Objective - Copy each of the entries below verbatim, leaving out the pictures.

Supplied entries -
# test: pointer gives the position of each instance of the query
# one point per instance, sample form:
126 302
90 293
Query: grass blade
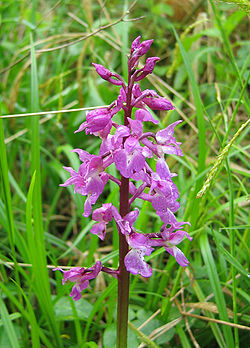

Answer to the problem -
# test: pointer gives the position of each instance of the query
# one point per instance, sample form:
126 302
90 293
Query: grass blade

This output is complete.